**Daftar Permintaan**
A. Berdasarkan teks bacaan, mengapa penulis menganggap jawaban atas pertanyaan tentang tingginya Indeks Keyakinan Konsumen jauh lebih rumit? Jelaskan dalam satu sampai tiga kalimat.
B. Berapa target pertumbuhan yang disebut dalam teks bacaan?

**Teks Bacaan**
◇ ◇ ◇ ◇

OPINI
IKK Tinggi, Dompet Menipis: Paradoks di Ruang Ekonomi Kita
Oleh: Achmad Nur Hidayat*
Pertanyaan awal yang banyak orang ajukan hari ini sebenarnya sederhana: jika Indeks Keyakinan Konsumen kita stabil tinggi, apakah berarti rumah tangga Indonesia benar benar sedang baik baik saja, daya beli pulih, dan target pertumbuhan 5,3 persen bisa dikejar tanpa banyak drama?
Sebagai ekonom, saya melihat jawabannya jauh lebih rumit. Kita sedang berhadapan dengan situasi yang di permukaan terlihat tenang, tetapi di bawahnya arus deras sedang mengikis pelan pelan fondasi kesejahteraan banyak keluarga.

◇ ◇ ◇ ◇

**Entri Dataset**

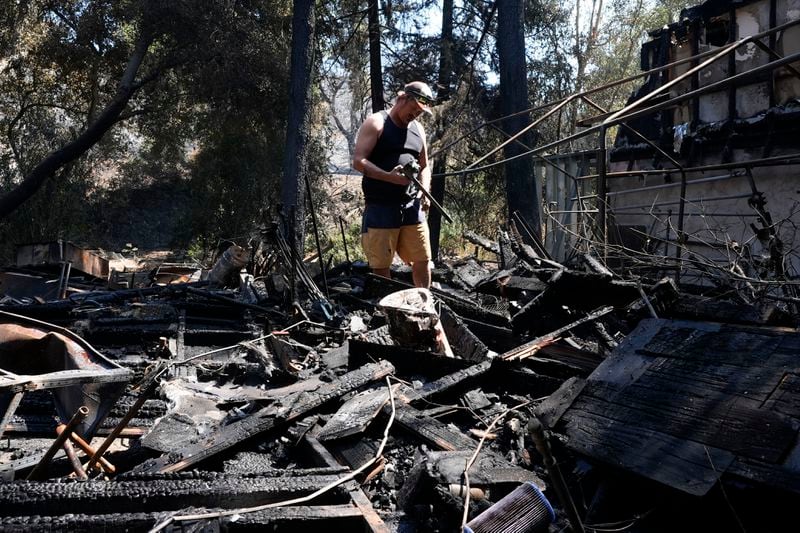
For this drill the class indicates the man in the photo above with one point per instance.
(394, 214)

◇ ◇ ◇ ◇

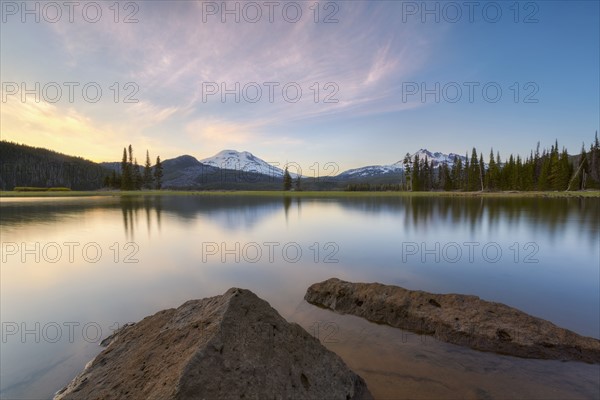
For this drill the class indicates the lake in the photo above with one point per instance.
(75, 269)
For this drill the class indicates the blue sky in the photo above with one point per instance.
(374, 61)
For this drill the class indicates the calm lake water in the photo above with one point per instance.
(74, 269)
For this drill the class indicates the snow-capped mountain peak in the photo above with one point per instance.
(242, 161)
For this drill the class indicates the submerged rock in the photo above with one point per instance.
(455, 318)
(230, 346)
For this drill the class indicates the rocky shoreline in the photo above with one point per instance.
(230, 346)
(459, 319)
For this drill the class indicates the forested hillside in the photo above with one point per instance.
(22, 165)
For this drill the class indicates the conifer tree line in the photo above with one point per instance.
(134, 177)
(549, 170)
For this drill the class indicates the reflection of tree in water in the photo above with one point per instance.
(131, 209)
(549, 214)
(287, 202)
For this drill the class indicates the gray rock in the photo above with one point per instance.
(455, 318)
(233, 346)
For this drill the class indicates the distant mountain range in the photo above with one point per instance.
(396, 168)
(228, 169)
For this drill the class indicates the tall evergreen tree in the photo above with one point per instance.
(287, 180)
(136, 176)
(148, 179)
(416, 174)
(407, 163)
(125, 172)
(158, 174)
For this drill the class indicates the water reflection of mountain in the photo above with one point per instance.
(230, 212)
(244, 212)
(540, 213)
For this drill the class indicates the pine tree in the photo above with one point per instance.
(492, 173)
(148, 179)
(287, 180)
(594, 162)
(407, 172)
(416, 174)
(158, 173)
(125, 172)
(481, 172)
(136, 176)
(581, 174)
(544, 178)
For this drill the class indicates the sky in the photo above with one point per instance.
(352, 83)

◇ ◇ ◇ ◇

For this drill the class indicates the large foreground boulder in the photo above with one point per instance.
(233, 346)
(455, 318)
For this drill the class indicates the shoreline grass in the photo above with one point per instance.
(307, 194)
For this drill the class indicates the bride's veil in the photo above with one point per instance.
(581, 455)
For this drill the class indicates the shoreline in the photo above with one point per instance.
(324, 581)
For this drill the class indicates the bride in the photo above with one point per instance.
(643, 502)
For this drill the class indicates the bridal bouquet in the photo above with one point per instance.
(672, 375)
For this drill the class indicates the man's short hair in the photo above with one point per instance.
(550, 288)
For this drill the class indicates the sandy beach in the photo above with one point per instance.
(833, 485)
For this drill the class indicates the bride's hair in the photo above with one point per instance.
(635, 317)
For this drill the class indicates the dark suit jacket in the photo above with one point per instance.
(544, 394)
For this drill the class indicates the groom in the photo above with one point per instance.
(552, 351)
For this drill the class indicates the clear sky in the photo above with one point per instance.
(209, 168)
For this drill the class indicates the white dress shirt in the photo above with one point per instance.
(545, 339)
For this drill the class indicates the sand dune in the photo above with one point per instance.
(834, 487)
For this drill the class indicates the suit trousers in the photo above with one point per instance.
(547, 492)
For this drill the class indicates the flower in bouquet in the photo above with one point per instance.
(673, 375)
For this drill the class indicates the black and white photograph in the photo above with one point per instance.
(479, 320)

◇ ◇ ◇ ◇

**Jawaban**
A. Penulis menganggapnya lebih rumit karena situasi yang sedang dihadapi tampak tenang di permukaan. Namun, di bawahnya ada arus deras yang pelan-pelan mengikis fondasi kesejahteraan banyak keluarga.

B. 5,3 persen.